Coordinate annotation entries:
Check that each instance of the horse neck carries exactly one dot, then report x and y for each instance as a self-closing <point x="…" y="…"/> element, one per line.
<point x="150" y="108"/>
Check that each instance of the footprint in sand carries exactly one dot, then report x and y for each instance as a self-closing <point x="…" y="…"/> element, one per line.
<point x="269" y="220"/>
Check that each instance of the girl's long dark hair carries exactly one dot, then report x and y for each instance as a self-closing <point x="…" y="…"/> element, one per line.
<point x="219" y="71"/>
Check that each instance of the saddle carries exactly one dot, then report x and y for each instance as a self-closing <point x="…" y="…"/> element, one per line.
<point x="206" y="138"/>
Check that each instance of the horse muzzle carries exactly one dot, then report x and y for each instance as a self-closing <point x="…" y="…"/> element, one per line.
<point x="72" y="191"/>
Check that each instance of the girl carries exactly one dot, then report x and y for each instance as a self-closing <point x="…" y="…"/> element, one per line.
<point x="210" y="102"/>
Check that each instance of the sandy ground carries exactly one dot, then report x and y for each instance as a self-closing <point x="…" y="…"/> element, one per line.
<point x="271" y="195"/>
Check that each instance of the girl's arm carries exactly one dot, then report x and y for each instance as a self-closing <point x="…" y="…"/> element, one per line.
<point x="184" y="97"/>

**What you are asked to do:** Copy each of the entries above word for word, keeping their order.

**Full response:**
Check that each instance of the horse neck carries exactly one dot, then report x and y for each instance as a self-closing <point x="…" y="…"/> element, one per line.
<point x="150" y="108"/>
Check that each instance of the footprint in sand carries exactly one dot, then report x and y for each instance as a self-closing <point x="…" y="…"/> element, one per line.
<point x="269" y="220"/>
Check that each instance of the girl's long dark hair carries exactly one dot, then report x and y for each instance as a self-closing <point x="…" y="…"/> element, one per line.
<point x="219" y="71"/>
Check that each instance of the saddle carries exactly one dot, then report x and y for each instance as a self-closing <point x="…" y="…"/> element, one per line.
<point x="206" y="138"/>
Check that each instance of the horse muzzle carries exactly one dot, then report x and y for each instance as a self-closing <point x="…" y="…"/> element, one per line.
<point x="72" y="191"/>
Check that each instance of the girl carries exactly one dot, then report x and y for each instance as a self-closing <point x="…" y="…"/> element, one per line.
<point x="210" y="102"/>
Check that each instance of the sandy ground carries exactly one dot, then report x and y for each instance as a self-closing <point x="…" y="…"/> element, one per line.
<point x="271" y="195"/>
Check that each instance of the girl's arm carries exactly one dot, then report x and y for each instance as a self-closing <point x="…" y="…"/> element, one per line.
<point x="184" y="97"/>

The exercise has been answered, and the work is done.